ACTIVITY:
Copy out each line below in which the string "fuselage" appears.
= = = = =
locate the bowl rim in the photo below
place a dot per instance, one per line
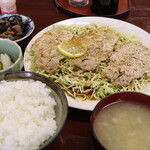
(26, 74)
(31, 24)
(19, 57)
(104, 104)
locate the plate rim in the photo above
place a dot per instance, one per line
(87, 105)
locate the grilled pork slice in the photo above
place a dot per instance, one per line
(45, 49)
(100, 46)
(130, 61)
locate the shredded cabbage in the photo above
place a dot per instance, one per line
(90, 84)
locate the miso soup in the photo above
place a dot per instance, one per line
(124, 126)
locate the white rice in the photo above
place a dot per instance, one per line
(27, 116)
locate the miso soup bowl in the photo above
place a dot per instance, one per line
(139, 98)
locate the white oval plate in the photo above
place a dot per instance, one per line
(121, 26)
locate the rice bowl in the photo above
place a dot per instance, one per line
(29, 114)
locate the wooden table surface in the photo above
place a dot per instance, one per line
(76, 134)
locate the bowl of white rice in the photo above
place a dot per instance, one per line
(33, 111)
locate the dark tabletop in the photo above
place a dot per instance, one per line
(76, 134)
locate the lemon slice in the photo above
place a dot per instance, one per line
(72, 48)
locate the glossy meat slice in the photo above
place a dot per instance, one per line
(45, 49)
(100, 46)
(130, 61)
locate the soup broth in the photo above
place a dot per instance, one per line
(124, 126)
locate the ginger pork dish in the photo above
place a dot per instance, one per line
(110, 62)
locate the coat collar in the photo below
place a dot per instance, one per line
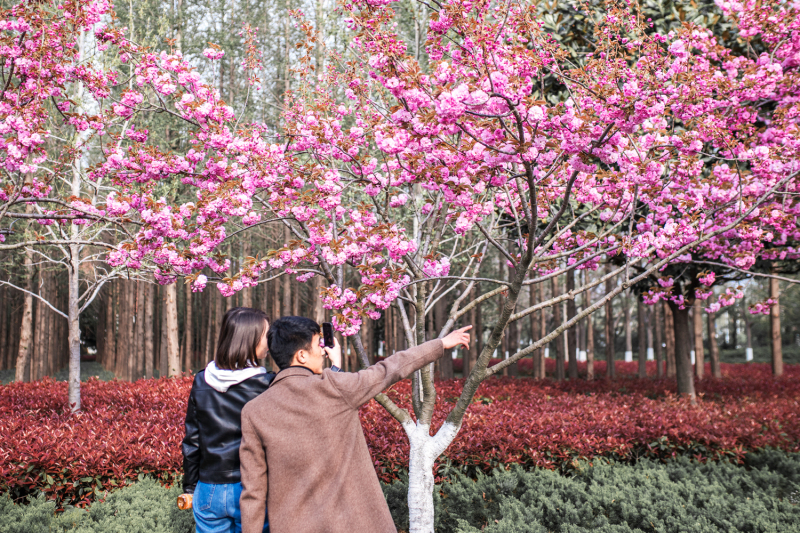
(291, 372)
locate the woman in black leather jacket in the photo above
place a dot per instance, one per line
(213, 420)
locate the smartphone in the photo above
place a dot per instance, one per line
(327, 334)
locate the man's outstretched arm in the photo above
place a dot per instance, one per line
(360, 387)
(253, 502)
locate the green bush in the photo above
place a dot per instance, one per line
(144, 507)
(678, 496)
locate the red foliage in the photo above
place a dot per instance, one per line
(128, 429)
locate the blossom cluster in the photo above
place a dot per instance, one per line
(385, 165)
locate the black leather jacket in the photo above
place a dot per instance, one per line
(214, 430)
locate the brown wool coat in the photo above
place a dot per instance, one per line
(304, 455)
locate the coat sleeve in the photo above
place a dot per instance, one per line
(253, 468)
(191, 447)
(358, 388)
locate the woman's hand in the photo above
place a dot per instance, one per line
(454, 338)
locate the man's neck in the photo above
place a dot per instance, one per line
(295, 364)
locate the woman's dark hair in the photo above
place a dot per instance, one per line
(241, 331)
(288, 335)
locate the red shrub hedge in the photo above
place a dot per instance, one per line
(128, 429)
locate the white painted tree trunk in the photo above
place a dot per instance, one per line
(424, 451)
(74, 385)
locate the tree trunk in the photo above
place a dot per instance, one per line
(683, 342)
(149, 352)
(610, 368)
(748, 332)
(472, 354)
(319, 310)
(26, 328)
(110, 339)
(533, 318)
(649, 316)
(669, 330)
(173, 350)
(424, 449)
(73, 306)
(699, 355)
(589, 337)
(286, 306)
(188, 327)
(542, 330)
(628, 330)
(775, 327)
(572, 336)
(163, 353)
(139, 335)
(659, 327)
(560, 348)
(642, 337)
(713, 347)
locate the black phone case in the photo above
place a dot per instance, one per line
(327, 334)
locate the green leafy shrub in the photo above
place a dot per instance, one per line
(650, 496)
(144, 507)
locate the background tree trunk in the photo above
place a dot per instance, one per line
(534, 324)
(669, 330)
(560, 348)
(542, 330)
(74, 380)
(699, 356)
(572, 336)
(628, 329)
(659, 327)
(589, 336)
(775, 328)
(173, 349)
(26, 328)
(683, 342)
(713, 348)
(642, 337)
(149, 349)
(188, 327)
(609, 325)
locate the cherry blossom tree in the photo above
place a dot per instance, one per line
(66, 107)
(397, 178)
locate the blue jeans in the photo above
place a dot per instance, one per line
(216, 508)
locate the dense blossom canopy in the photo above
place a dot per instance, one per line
(662, 141)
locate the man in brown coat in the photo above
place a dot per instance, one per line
(303, 453)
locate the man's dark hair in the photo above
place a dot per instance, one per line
(289, 334)
(241, 331)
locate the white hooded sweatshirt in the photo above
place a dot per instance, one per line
(221, 380)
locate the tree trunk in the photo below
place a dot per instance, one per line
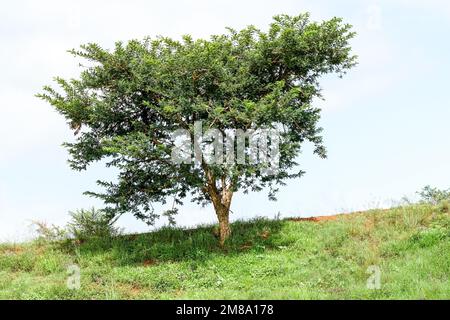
(223, 214)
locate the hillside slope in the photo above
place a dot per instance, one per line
(280, 259)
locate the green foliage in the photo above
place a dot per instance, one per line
(127, 102)
(434, 196)
(85, 224)
(264, 259)
(47, 232)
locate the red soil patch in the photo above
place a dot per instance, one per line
(331, 217)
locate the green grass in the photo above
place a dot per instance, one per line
(264, 259)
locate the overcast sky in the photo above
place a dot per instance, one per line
(386, 123)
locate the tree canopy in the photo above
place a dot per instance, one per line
(128, 101)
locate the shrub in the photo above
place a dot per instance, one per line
(433, 196)
(49, 232)
(91, 224)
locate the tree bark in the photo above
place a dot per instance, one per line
(223, 216)
(221, 200)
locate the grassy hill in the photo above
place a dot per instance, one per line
(265, 259)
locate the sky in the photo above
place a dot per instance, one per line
(386, 123)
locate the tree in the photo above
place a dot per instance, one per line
(127, 103)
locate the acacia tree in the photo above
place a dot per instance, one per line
(127, 102)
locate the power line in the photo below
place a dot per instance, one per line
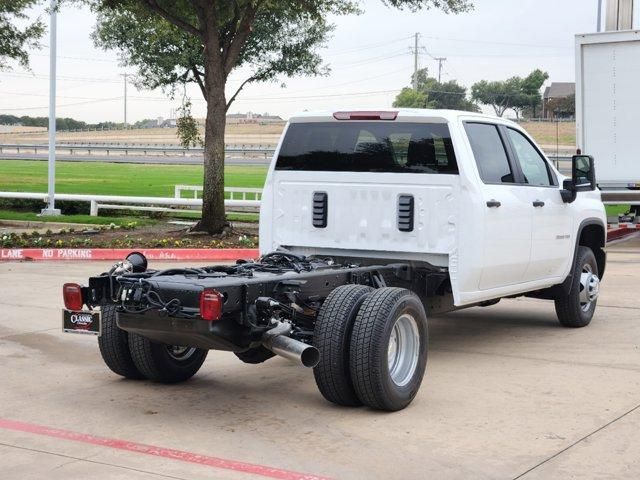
(62, 106)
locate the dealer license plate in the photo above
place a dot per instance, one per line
(87, 323)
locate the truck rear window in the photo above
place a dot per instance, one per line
(368, 147)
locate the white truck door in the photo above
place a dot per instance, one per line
(552, 222)
(508, 214)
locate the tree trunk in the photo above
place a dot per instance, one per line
(213, 214)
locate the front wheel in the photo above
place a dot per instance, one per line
(576, 309)
(114, 345)
(388, 352)
(165, 363)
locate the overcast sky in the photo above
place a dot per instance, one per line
(369, 56)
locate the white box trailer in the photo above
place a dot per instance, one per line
(608, 109)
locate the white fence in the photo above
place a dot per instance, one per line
(114, 202)
(131, 149)
(232, 193)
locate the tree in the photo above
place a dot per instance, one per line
(515, 93)
(16, 39)
(562, 107)
(409, 98)
(203, 41)
(433, 94)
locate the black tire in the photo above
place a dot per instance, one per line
(114, 346)
(255, 355)
(370, 342)
(571, 309)
(155, 362)
(332, 337)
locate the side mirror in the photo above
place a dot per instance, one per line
(583, 178)
(583, 173)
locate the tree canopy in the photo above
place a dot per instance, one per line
(172, 42)
(430, 93)
(515, 93)
(15, 38)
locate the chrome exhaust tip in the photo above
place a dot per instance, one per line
(278, 341)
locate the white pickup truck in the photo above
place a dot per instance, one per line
(370, 221)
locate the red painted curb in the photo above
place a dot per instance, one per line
(170, 453)
(120, 253)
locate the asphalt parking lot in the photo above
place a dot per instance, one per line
(508, 394)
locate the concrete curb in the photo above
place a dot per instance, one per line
(209, 254)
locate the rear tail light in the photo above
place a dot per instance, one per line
(72, 294)
(211, 304)
(359, 115)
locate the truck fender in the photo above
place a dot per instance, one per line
(595, 238)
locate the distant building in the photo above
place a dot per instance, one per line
(250, 117)
(558, 100)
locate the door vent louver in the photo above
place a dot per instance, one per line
(320, 212)
(405, 213)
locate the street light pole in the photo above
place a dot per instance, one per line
(125, 75)
(51, 199)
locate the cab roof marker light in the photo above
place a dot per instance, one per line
(364, 115)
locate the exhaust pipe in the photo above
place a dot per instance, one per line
(278, 341)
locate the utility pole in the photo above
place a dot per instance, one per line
(619, 15)
(415, 62)
(125, 75)
(440, 61)
(51, 195)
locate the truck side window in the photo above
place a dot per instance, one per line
(533, 165)
(489, 152)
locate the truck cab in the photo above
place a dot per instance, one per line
(465, 192)
(370, 222)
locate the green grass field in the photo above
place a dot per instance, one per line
(117, 178)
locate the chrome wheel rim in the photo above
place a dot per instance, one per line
(403, 350)
(589, 287)
(180, 353)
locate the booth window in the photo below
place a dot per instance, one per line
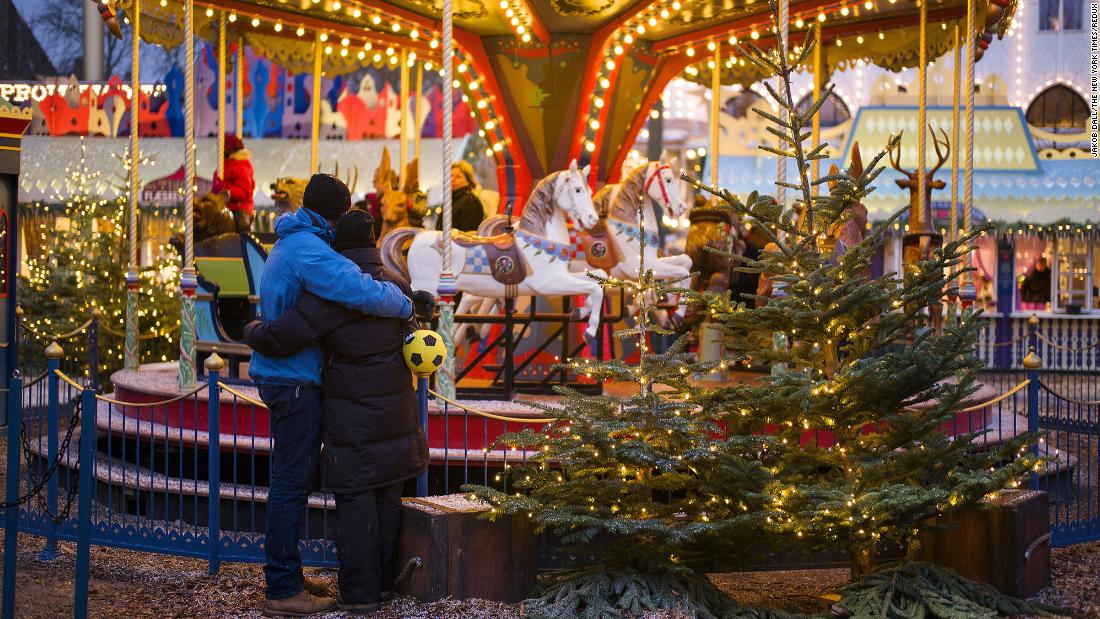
(1058, 109)
(1073, 275)
(1060, 14)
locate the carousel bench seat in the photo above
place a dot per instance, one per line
(210, 334)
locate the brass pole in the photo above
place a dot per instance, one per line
(316, 106)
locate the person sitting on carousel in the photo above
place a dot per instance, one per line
(239, 181)
(466, 210)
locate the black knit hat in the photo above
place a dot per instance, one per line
(327, 196)
(354, 230)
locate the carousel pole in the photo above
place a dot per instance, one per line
(967, 291)
(315, 122)
(711, 336)
(417, 104)
(715, 110)
(444, 378)
(188, 282)
(783, 26)
(221, 96)
(816, 123)
(132, 355)
(922, 113)
(404, 151)
(955, 140)
(239, 100)
(953, 307)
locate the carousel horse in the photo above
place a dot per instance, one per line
(619, 205)
(607, 244)
(404, 205)
(532, 261)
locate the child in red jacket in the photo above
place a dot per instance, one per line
(239, 183)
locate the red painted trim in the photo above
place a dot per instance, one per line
(809, 9)
(597, 47)
(668, 68)
(538, 29)
(474, 51)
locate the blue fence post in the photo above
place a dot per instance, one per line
(94, 350)
(1032, 363)
(11, 497)
(87, 462)
(1033, 333)
(213, 365)
(54, 354)
(421, 397)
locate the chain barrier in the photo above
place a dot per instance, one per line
(37, 485)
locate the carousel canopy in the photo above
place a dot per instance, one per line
(46, 162)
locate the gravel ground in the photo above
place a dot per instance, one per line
(134, 584)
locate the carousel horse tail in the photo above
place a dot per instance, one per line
(393, 250)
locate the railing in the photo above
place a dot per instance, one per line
(187, 474)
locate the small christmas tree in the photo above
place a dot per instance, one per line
(638, 481)
(81, 268)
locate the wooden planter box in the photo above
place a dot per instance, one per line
(1005, 543)
(462, 555)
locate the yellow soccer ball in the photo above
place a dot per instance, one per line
(424, 352)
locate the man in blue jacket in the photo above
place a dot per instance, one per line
(303, 261)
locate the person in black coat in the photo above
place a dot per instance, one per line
(466, 210)
(371, 431)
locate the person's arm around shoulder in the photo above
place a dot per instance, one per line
(331, 276)
(288, 333)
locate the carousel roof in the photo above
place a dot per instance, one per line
(46, 163)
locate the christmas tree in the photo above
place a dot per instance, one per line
(81, 271)
(867, 380)
(638, 479)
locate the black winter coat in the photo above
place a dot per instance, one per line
(371, 424)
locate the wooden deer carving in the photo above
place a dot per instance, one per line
(920, 218)
(922, 239)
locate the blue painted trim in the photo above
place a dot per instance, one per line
(11, 496)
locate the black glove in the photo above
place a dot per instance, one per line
(424, 306)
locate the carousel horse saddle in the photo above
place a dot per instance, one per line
(498, 254)
(601, 251)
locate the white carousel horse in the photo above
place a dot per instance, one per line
(541, 238)
(619, 203)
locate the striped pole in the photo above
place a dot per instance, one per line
(131, 354)
(315, 122)
(444, 378)
(188, 280)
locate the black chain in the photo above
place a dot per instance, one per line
(37, 485)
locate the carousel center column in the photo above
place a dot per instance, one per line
(444, 378)
(188, 280)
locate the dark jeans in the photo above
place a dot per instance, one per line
(366, 542)
(296, 433)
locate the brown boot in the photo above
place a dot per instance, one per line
(300, 605)
(315, 586)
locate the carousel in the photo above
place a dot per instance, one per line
(558, 92)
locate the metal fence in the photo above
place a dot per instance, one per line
(187, 475)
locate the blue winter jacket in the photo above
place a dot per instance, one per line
(303, 261)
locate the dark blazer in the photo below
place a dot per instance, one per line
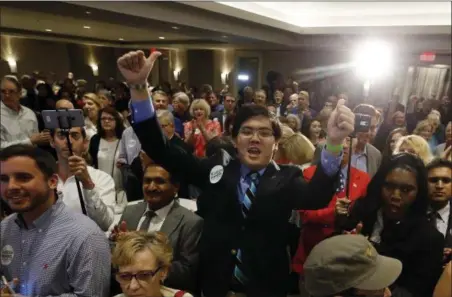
(373, 158)
(183, 228)
(414, 241)
(262, 236)
(448, 239)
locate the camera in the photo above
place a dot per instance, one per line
(362, 122)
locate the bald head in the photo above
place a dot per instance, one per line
(64, 104)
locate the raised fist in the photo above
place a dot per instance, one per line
(135, 67)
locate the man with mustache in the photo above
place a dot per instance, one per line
(247, 199)
(440, 194)
(161, 211)
(49, 249)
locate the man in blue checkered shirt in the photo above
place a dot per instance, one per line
(51, 250)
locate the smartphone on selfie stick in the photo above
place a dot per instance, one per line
(66, 119)
(362, 124)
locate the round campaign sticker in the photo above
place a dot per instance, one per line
(132, 142)
(7, 255)
(216, 174)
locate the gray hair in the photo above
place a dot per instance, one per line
(183, 98)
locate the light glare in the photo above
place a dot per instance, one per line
(243, 77)
(373, 59)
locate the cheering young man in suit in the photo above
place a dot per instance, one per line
(247, 200)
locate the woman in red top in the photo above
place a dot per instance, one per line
(200, 130)
(319, 224)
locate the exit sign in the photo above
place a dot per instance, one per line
(427, 57)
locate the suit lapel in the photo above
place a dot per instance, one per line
(135, 215)
(269, 180)
(172, 220)
(448, 238)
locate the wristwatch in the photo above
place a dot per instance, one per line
(139, 87)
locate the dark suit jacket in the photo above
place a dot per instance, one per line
(183, 228)
(262, 236)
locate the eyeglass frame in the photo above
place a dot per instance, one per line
(256, 131)
(151, 273)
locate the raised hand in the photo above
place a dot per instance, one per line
(340, 124)
(135, 67)
(118, 230)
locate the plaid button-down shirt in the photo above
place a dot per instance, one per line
(62, 253)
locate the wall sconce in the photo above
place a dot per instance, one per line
(224, 77)
(12, 64)
(176, 73)
(95, 69)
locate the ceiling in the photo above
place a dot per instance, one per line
(89, 26)
(342, 17)
(417, 27)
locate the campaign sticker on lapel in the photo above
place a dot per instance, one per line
(216, 174)
(7, 255)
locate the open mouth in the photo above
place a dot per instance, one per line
(16, 199)
(254, 152)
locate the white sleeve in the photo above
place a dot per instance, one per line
(101, 201)
(122, 148)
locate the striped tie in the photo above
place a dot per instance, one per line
(247, 200)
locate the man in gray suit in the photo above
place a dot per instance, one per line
(160, 211)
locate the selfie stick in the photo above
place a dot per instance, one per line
(347, 180)
(69, 145)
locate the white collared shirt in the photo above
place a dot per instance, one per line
(100, 202)
(17, 127)
(443, 221)
(159, 218)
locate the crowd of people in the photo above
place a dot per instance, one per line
(181, 192)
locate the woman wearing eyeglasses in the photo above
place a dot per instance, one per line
(142, 261)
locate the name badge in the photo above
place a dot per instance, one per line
(216, 174)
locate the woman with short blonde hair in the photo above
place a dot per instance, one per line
(142, 261)
(91, 107)
(415, 145)
(201, 129)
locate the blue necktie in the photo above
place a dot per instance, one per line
(342, 182)
(247, 200)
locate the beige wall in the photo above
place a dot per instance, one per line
(224, 62)
(32, 55)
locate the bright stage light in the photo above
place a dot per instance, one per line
(373, 59)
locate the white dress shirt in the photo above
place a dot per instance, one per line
(443, 220)
(17, 127)
(129, 146)
(158, 219)
(100, 202)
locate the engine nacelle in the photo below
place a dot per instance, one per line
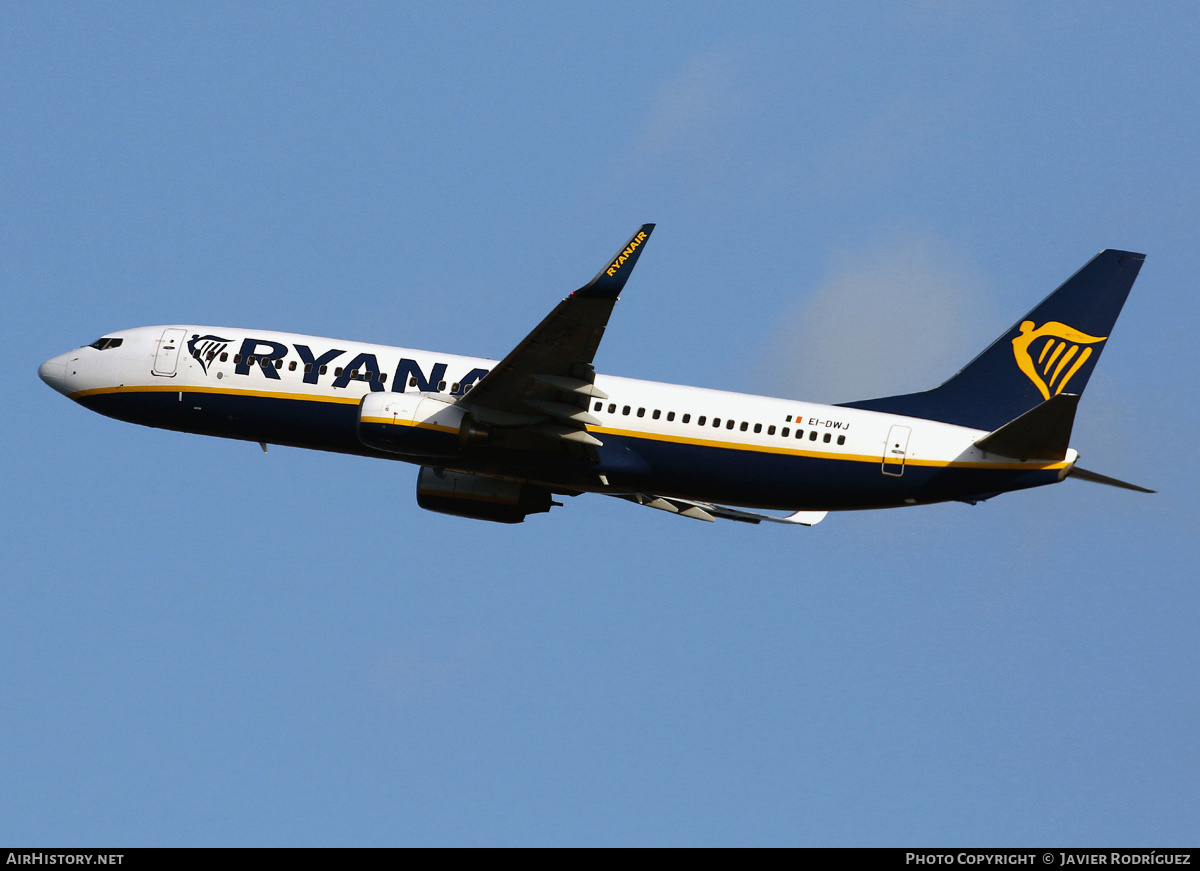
(478, 497)
(412, 424)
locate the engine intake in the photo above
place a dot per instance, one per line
(478, 497)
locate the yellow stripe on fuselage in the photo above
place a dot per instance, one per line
(598, 430)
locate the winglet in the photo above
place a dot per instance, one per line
(610, 280)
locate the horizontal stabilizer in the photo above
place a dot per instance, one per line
(1041, 433)
(1085, 475)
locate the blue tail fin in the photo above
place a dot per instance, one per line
(1053, 347)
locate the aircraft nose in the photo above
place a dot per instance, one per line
(54, 372)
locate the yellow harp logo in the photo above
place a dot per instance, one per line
(1059, 355)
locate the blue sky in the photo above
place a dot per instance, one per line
(201, 644)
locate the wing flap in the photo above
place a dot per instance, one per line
(708, 511)
(550, 372)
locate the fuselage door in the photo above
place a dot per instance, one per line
(167, 359)
(895, 450)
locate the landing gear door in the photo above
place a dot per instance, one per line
(167, 358)
(895, 450)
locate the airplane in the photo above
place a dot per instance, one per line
(501, 440)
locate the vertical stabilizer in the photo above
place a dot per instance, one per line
(1048, 353)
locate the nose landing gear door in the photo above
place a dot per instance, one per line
(166, 360)
(895, 450)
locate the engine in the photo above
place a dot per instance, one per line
(478, 497)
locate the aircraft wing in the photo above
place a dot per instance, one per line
(544, 385)
(708, 511)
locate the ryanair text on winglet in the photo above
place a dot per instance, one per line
(627, 253)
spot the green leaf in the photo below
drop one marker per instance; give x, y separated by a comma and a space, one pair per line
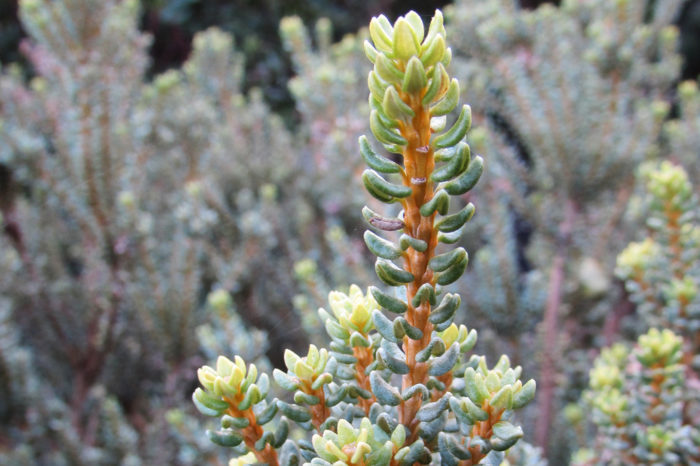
293, 412
380, 222
431, 411
466, 180
267, 437
416, 23
448, 102
475, 386
336, 397
416, 454
376, 104
415, 78
450, 238
302, 398
469, 342
335, 330
382, 133
455, 222
474, 411
376, 161
394, 107
434, 53
460, 413
426, 293
390, 274
207, 404
284, 381
225, 438
503, 398
447, 444
438, 81
505, 435
393, 357
381, 247
443, 364
359, 340
444, 261
252, 396
406, 42
454, 271
436, 27
381, 38
373, 182
414, 389
386, 394
266, 414
370, 51
230, 422
506, 430
440, 202
524, 395
454, 166
377, 86
458, 130
280, 435
390, 303
446, 309
384, 326
402, 326
387, 70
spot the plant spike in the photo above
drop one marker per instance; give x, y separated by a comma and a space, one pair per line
411, 93
416, 90
444, 409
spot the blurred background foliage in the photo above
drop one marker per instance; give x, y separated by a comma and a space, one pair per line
254, 24
246, 137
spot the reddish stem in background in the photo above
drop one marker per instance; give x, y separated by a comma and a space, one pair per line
548, 372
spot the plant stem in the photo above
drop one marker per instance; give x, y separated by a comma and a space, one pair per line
548, 372
418, 165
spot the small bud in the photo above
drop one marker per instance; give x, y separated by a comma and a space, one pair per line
406, 44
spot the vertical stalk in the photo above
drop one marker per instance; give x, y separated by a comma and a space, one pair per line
548, 372
419, 164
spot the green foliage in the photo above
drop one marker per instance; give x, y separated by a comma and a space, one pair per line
436, 407
570, 99
127, 204
643, 399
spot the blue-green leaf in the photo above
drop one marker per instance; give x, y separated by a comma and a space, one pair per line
455, 221
457, 132
466, 180
386, 393
390, 303
376, 161
381, 247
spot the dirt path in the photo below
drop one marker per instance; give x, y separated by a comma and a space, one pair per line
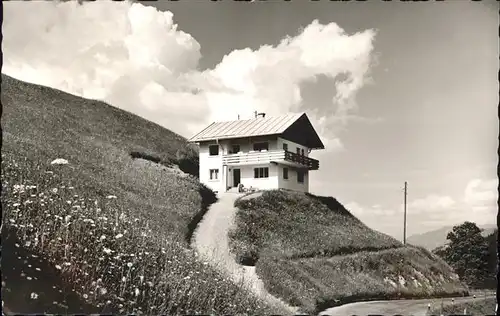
211, 242
399, 307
= = = = =
THE ANSWER:
locate the yellow stripe on fuselage in the photo above
locate the fuselage door in the photo above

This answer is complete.